--- Information Enclosed Below ---

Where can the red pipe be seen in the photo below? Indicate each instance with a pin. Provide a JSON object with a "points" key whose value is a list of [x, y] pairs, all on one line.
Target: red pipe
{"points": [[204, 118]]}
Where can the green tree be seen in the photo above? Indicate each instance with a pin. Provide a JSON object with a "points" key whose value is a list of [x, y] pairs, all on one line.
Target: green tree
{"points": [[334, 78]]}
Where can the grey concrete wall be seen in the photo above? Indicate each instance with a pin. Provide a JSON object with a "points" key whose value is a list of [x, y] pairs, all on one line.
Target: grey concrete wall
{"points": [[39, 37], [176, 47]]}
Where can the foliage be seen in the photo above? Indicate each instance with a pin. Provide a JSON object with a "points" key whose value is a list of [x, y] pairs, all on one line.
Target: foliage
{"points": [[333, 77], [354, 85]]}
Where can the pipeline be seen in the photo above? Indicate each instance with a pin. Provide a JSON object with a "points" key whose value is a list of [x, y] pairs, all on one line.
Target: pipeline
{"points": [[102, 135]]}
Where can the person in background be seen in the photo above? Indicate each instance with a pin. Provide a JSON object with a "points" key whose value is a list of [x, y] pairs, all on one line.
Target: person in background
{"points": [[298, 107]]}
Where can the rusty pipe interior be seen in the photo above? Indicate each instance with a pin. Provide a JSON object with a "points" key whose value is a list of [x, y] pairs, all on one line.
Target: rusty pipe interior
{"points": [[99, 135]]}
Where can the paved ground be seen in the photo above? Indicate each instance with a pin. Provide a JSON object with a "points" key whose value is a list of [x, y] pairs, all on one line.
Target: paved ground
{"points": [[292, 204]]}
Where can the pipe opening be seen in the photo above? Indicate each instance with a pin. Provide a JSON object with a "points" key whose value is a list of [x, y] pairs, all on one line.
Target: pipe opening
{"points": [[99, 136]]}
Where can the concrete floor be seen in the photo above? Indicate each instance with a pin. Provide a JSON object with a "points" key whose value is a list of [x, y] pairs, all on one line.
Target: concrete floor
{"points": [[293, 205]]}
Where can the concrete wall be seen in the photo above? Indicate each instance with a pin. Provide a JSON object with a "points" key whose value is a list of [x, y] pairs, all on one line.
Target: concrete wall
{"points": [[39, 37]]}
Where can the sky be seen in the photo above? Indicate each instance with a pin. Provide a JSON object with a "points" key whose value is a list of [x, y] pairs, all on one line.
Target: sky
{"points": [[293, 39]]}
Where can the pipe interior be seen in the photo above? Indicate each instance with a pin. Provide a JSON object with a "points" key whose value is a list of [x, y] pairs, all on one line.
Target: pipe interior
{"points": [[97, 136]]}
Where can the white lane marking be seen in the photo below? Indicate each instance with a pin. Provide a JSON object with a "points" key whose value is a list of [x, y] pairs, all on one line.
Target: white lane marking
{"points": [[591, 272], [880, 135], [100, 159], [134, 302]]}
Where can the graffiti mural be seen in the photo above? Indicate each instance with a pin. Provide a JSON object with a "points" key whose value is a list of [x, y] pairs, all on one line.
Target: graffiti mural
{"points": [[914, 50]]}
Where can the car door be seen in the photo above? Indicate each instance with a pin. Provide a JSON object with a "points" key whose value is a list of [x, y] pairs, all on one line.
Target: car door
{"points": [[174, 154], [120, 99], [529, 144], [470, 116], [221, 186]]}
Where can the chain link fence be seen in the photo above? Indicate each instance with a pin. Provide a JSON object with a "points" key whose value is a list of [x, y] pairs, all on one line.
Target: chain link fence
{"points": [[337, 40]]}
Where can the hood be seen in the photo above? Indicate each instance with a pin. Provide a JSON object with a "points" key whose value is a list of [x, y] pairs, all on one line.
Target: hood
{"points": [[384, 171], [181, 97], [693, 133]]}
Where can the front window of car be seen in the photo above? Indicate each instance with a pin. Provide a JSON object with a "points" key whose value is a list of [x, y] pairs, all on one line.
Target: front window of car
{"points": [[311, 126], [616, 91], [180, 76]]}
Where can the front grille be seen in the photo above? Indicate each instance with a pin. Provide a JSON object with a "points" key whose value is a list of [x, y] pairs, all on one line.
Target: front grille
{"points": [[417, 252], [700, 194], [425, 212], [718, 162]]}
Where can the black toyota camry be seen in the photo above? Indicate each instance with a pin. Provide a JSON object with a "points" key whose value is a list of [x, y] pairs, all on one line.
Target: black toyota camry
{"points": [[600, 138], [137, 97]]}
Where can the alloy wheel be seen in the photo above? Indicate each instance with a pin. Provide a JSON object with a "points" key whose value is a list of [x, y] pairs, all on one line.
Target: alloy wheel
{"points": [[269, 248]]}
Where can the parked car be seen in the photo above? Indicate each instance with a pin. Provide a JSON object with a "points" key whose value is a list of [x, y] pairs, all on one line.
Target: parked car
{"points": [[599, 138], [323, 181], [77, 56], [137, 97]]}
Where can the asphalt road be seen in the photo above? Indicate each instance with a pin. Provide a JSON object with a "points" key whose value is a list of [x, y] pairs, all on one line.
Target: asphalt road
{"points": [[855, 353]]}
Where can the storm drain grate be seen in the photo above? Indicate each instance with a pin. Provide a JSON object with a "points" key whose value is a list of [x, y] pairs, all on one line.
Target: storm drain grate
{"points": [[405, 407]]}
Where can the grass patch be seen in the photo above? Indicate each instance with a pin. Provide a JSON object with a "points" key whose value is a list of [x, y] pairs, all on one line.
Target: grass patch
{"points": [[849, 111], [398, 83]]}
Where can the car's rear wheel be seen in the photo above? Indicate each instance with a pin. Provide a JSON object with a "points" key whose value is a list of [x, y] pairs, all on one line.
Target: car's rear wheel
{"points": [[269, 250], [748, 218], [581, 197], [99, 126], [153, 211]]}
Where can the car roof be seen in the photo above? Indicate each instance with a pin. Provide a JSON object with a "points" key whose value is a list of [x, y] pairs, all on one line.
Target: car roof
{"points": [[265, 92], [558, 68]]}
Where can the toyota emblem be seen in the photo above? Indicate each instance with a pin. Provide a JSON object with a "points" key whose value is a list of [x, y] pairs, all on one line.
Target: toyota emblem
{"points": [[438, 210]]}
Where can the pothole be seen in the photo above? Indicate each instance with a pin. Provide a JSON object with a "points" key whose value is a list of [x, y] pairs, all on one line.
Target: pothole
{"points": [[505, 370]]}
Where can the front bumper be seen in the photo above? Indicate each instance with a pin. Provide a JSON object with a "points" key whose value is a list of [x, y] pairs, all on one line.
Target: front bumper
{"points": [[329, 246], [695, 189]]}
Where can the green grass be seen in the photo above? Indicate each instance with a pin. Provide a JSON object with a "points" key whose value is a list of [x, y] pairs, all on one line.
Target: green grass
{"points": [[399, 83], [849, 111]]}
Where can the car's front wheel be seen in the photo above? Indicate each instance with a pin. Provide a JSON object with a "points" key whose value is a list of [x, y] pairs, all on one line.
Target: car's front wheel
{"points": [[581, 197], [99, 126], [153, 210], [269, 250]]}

--- End of Enclosed Information ---

Exercise aim
Quote, without any change, each line from the one that contains "Where can the green grass" through the end of the material.

Response
Where can the green grass be seen in the photo above? Indicate each instance with a pin. Provide a JSON object with a "points" key whose value is a list of [x, y] pairs, all on one line.
Target: green grass
{"points": [[399, 83], [849, 111]]}
Where can the car's front wheel be seen in the photo above? Indicate each instance with a pin. Provide a JSON object with a "points" key whose value is a list of [x, y] pairs, all on one line.
Target: car's front wheel
{"points": [[581, 197], [99, 126], [153, 210], [269, 250]]}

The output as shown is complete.